Required work
Rewrite the data from its start through the line containing "M 12 145 L 0", replacing "Draw the outline" with "Trace the outline" and keeping everything else the same.

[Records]
=======

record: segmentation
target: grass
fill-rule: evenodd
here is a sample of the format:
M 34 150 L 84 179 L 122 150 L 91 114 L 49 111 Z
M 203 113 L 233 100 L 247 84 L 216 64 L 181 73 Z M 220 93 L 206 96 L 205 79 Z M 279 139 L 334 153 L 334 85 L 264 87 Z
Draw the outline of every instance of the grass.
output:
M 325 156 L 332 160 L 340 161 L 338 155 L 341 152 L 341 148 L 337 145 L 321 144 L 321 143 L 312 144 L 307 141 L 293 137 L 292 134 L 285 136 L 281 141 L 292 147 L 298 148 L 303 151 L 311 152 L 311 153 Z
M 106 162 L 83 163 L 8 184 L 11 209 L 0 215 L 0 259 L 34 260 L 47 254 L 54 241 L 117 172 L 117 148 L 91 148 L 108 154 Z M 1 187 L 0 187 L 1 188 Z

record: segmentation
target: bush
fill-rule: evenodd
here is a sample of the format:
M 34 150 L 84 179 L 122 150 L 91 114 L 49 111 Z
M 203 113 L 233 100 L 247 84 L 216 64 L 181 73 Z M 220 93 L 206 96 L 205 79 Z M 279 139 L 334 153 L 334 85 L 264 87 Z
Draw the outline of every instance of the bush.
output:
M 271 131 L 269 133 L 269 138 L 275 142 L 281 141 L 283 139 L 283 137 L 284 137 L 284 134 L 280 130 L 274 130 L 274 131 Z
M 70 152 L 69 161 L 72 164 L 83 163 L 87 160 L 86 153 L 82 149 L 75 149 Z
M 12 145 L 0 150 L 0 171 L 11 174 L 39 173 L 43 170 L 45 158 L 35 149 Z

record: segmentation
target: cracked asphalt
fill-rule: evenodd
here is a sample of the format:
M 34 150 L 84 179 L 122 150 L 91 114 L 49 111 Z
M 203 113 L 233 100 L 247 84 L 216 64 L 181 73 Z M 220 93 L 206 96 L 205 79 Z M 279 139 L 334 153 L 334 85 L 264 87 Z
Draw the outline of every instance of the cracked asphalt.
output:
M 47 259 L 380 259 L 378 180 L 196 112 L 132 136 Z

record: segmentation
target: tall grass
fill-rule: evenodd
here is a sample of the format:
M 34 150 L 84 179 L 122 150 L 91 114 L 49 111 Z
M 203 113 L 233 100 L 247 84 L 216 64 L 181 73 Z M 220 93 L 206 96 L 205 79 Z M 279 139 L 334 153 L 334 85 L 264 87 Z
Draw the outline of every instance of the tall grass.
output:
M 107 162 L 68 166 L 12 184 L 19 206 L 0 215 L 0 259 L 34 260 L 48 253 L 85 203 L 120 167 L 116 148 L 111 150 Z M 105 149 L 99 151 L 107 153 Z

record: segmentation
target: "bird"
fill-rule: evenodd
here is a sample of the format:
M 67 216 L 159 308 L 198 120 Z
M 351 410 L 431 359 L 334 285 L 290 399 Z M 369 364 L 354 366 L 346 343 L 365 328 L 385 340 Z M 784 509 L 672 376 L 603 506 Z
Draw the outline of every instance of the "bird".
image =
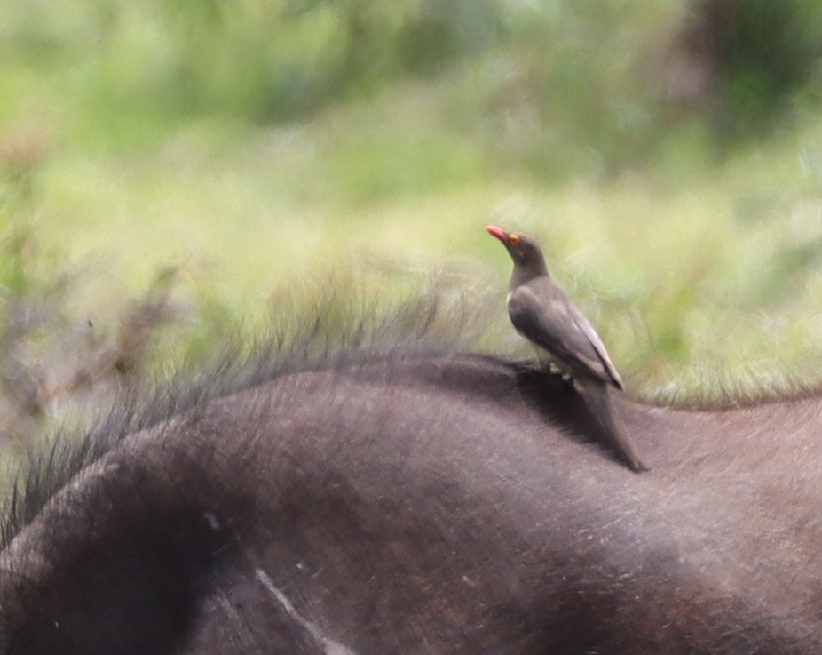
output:
M 486 229 L 514 260 L 506 300 L 514 329 L 536 347 L 549 368 L 553 363 L 571 378 L 631 470 L 648 470 L 613 412 L 609 391 L 622 391 L 622 379 L 591 324 L 549 275 L 539 244 L 495 225 Z

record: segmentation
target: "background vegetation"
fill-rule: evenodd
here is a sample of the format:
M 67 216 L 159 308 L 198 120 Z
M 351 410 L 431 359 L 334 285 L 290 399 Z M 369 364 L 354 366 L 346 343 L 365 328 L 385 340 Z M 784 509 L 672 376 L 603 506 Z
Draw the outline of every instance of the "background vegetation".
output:
M 482 347 L 527 354 L 490 221 L 636 393 L 816 380 L 820 32 L 814 0 L 6 0 L 0 443 L 352 267 L 372 303 L 498 289 Z

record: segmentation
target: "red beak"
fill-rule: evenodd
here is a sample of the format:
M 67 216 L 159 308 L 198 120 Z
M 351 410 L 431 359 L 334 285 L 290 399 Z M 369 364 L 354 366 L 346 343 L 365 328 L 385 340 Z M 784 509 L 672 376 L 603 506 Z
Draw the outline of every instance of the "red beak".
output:
M 488 230 L 489 235 L 496 236 L 503 244 L 508 238 L 508 232 L 506 232 L 502 228 L 497 228 L 495 225 L 489 225 L 487 228 L 486 228 L 486 229 Z

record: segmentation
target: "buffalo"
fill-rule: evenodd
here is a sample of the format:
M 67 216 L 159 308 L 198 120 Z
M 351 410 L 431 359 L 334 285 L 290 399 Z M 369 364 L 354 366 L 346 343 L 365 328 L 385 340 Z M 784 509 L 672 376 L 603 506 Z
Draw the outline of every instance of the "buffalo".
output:
M 822 652 L 818 394 L 615 395 L 636 475 L 561 379 L 429 318 L 309 329 L 33 455 L 0 653 Z

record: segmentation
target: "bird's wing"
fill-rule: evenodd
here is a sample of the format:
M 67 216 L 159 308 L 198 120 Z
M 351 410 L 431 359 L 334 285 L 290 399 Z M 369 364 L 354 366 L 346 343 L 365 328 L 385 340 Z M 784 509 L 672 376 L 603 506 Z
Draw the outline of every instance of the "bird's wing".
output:
M 620 374 L 588 319 L 552 281 L 534 283 L 522 284 L 508 296 L 508 313 L 517 331 L 565 362 L 571 372 L 587 373 L 622 388 Z

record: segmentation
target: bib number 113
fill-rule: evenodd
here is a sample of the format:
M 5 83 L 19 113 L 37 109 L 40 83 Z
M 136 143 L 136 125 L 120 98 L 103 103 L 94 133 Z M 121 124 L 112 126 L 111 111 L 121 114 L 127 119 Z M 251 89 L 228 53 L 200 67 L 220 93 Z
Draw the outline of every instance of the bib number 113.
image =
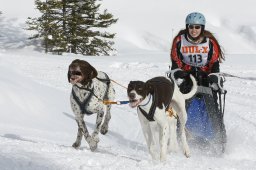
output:
M 203 61 L 203 58 L 202 58 L 202 55 L 201 54 L 194 54 L 194 55 L 189 55 L 189 60 L 190 60 L 190 63 L 202 63 Z

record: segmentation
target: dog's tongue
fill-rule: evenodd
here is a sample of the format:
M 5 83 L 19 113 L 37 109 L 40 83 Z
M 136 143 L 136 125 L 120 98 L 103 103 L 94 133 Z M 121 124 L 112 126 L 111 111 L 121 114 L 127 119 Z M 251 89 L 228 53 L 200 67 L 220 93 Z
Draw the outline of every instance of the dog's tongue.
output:
M 136 106 L 138 105 L 138 103 L 139 103 L 137 100 L 130 100 L 129 102 L 130 102 L 130 103 L 129 103 L 129 106 L 130 106 L 131 108 L 136 107 Z

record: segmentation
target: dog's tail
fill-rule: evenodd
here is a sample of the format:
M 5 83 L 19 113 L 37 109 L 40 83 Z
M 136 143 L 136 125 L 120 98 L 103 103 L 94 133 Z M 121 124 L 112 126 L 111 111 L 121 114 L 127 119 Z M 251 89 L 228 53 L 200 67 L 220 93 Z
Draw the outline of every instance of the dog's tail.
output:
M 193 83 L 193 86 L 192 86 L 192 89 L 189 93 L 187 94 L 183 94 L 184 95 L 184 98 L 187 100 L 187 99 L 190 99 L 191 97 L 193 97 L 195 94 L 196 94 L 196 91 L 197 91 L 197 82 L 196 82 L 196 79 L 194 78 L 194 76 L 192 74 L 189 75 L 191 80 L 192 80 L 192 83 Z

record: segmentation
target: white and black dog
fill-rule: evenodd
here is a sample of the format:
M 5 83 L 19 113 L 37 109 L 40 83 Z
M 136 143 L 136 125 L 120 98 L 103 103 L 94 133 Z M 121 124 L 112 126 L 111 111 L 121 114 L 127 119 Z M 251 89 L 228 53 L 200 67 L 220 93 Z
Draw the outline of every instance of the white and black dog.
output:
M 192 90 L 187 94 L 182 94 L 174 81 L 166 77 L 155 77 L 147 82 L 131 81 L 128 85 L 127 95 L 132 108 L 137 107 L 138 117 L 142 126 L 143 134 L 148 145 L 149 153 L 155 160 L 164 161 L 166 159 L 169 145 L 177 145 L 176 124 L 177 120 L 169 116 L 168 110 L 172 110 L 178 115 L 180 121 L 182 149 L 186 157 L 190 156 L 190 149 L 185 134 L 185 124 L 187 112 L 185 100 L 191 98 L 197 90 L 195 78 L 190 75 L 193 82 Z M 160 155 L 157 152 L 154 139 L 155 132 L 151 121 L 155 121 L 160 129 L 159 144 Z M 170 139 L 171 136 L 175 139 Z M 170 142 L 174 140 L 174 142 Z M 177 146 L 169 146 L 177 147 Z M 176 150 L 176 149 L 174 149 Z
M 91 151 L 94 151 L 99 142 L 99 132 L 101 134 L 108 132 L 111 106 L 104 105 L 103 100 L 114 100 L 113 85 L 106 73 L 96 71 L 88 62 L 79 59 L 69 65 L 68 81 L 73 85 L 70 103 L 78 124 L 77 138 L 72 146 L 78 148 L 84 136 Z M 97 113 L 96 127 L 90 135 L 85 125 L 84 115 L 93 113 Z

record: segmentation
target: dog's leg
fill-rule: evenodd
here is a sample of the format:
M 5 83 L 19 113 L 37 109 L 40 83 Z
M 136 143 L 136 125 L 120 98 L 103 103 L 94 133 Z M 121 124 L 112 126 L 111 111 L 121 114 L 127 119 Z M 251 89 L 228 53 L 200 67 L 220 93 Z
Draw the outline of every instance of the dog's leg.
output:
M 82 114 L 76 114 L 76 121 L 78 123 L 78 129 L 84 135 L 85 140 L 90 146 L 91 151 L 95 151 L 97 149 L 97 142 L 90 136 L 89 131 L 84 122 L 84 116 Z M 73 145 L 78 145 L 79 142 L 81 143 L 80 137 L 77 136 L 77 140 Z
M 143 135 L 145 137 L 149 153 L 153 160 L 159 160 L 159 154 L 157 152 L 156 143 L 152 134 L 152 127 L 149 121 L 138 111 L 138 117 L 140 120 Z
M 78 126 L 78 131 L 77 131 L 76 141 L 72 145 L 72 147 L 74 147 L 74 148 L 80 147 L 81 140 L 82 140 L 82 137 L 83 137 L 82 128 L 80 128 L 78 121 L 76 121 L 76 122 L 77 122 L 77 126 Z
M 172 116 L 168 117 L 169 127 L 170 127 L 170 137 L 168 142 L 168 151 L 177 152 L 178 151 L 178 141 L 177 141 L 177 119 Z
M 106 117 L 106 112 L 107 112 L 107 106 L 104 105 L 103 109 L 101 109 L 103 111 L 100 111 L 99 113 L 97 113 L 97 118 L 96 118 L 96 127 L 94 132 L 92 133 L 92 138 L 94 139 L 95 142 L 99 142 L 99 132 L 101 130 L 101 127 L 103 125 L 103 122 L 105 121 L 105 117 Z
M 187 137 L 185 132 L 185 125 L 187 122 L 187 112 L 185 110 L 185 103 L 184 103 L 184 107 L 180 108 L 180 112 L 181 114 L 179 115 L 179 120 L 180 120 L 181 142 L 182 142 L 183 152 L 186 157 L 190 157 L 190 149 L 187 143 Z
M 111 109 L 111 105 L 107 105 L 105 120 L 100 129 L 100 133 L 103 135 L 105 135 L 108 132 L 108 123 L 109 123 L 109 120 L 111 119 L 110 109 Z
M 169 122 L 165 110 L 156 108 L 154 119 L 160 126 L 160 160 L 165 161 L 169 139 Z

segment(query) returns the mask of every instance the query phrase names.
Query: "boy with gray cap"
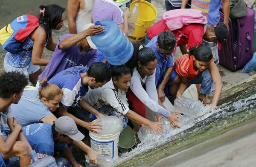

=======

Final result
record: segmentation
target: grass
fill-rule: evenodd
here is a sample of the format:
M 34 150 L 84 179 L 122 150 L 91 114 L 49 111 Z
M 203 113 L 233 100 L 247 84 L 216 64 L 181 73 Z M 220 93 L 206 96 L 205 79 Z M 279 139 L 334 153 L 334 85 L 264 87 Z
Trace the outline of every instance of the grass.
output:
M 325 156 L 332 160 L 340 161 L 338 155 L 341 152 L 341 148 L 337 145 L 321 144 L 321 143 L 312 144 L 307 141 L 293 137 L 292 134 L 285 136 L 281 141 L 292 147 L 298 148 L 303 151 L 311 152 L 311 153 Z
M 106 162 L 83 163 L 8 184 L 11 209 L 0 215 L 0 259 L 34 260 L 47 254 L 54 241 L 117 172 L 117 148 L 91 148 L 108 154 Z M 1 187 L 0 187 L 1 188 Z

record: segmentation
target: bush
fill-rule: evenodd
here is a sample of the format:
M 34 150 L 84 179 L 122 150 L 91 114 L 49 111 Z
M 203 113 L 233 100 L 247 84 L 216 64 L 181 73 Z M 220 93 L 206 96 L 205 79 Z M 279 139 L 334 153 L 334 85 L 264 87 Z
Trace the outline of every instance of the bush.
output:
M 271 131 L 269 133 L 269 138 L 275 142 L 281 141 L 283 139 L 283 137 L 284 137 L 284 134 L 280 130 L 274 130 L 274 131 Z
M 70 152 L 69 161 L 72 164 L 83 163 L 87 160 L 86 153 L 82 149 L 75 149 Z
M 12 145 L 0 150 L 0 171 L 11 174 L 39 173 L 43 170 L 45 158 L 35 149 Z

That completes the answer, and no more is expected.